SELECTED PASSAGE:
Maybe a mod should make a sticky that stays at the top of wheels and tires for this topic. :thumbsup:


----------



## oldsrider87 (Jun 2, 2005)

powerbrite wire wheel cleaner strong shit do not leave it on for over 1 min or it will eat your chrome 

www.malcopro.com


----------



## SLIMONTHABUMPERRRRRR (Jul 10, 2005)

> _Originally posted by K-Blaze_@Mar 9 2007, 01:31 PM~7444836
> *British wheel cleaner or Dayton wire cleaner only for gold
> *


yea that shit works real good, no wipeing just spay on and rince...... off takes off all brake dust even in between the spokes works better if you at the carwash...the stuff i got is called gold rush but its the same stuff


----------



## slick_oo (Oct 2, 2006)




----------



## K-Blaze (Nov 2, 2004)

> _Originally posted by SLIMONTHABUMPERRRRRR_@Mar 11 2007, 08:06 AM~7454303
> *yea that shit works real good, no wipeing just spay on and rince...... off takes off all brake dust even in between the spokes works better if you at the carwash...the stuff i got is called gold rush but its the same stuff
> *



Yeah those are tha only cleaners i would use on gold besides soap and a rag and i rather not do that....I like to spray on and rinse off


----------



## MR. BUICK (Jan 21, 2006)

> _Originally posted by slick_oo_@Mar 7 2007, 04:55 PM~7430714
> *will this help take off some rust?
> 
> There is very little surface rust
> *


If it's on the lip and it's a chrome dish, use ultra fine steel wool #0000


----------



## 1lo84regal (Nov 20, 2005)

where can i get the dayton wire wheel cleaner spray?


----------



## lakewood213 (May 27, 2003)

> _Originally posted by 1lo84regal_@Mar 13 2007, 06:17 PM~7471727
> *where can i get the dayton wire wheel cleaner spray?
> *


get it straight from the dayton site, like 40.00 for a case of 6


----------



## K-Blaze (Nov 2, 2004)

> _Originally posted by lakewood213_@Mar 13 2007, 07:09 PM~7472162
> *get it straight from the dayton site, like 40.00 for a case of 6
> *



:biggrin:


----------



## JerzeyDevil (May 20, 2006)

WHAT IS REQUIRED:
State whether the wheel-cleaner thread agrees with each statement, answering yes or no and quoting the thread's deciding words: (a) Light rust on the lip of a chrome dish can be treated with ultra fine steel wool. (b) Powerbrite wire wheel cleaner can safely stay on the wheel for several minutes. (c) The Dayton site sells Dayton wire wheel cleaner at about 40.00 for a single can.

STORED DATA:
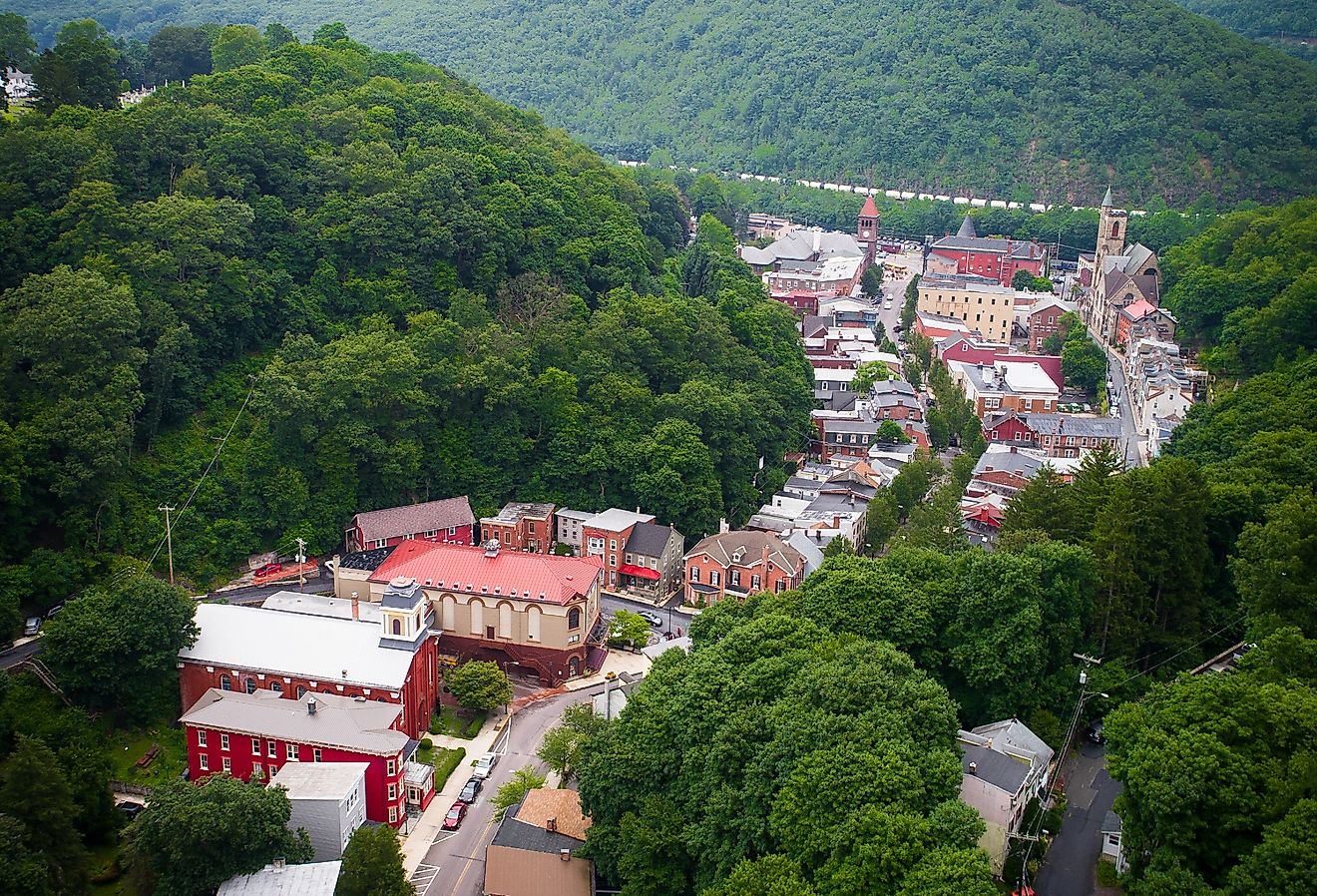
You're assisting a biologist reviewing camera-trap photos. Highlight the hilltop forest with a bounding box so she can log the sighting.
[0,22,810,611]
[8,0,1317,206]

ANSWER TO THE PROBLEM:
(a) Yes: "If it's on the lip and it's a chrome dish, use ultra fine steel wool #0000"
(b) No: "do not leave it on for over 1 min or it will eat your chrome"
(c) No: "like 40.00 for a case of 6"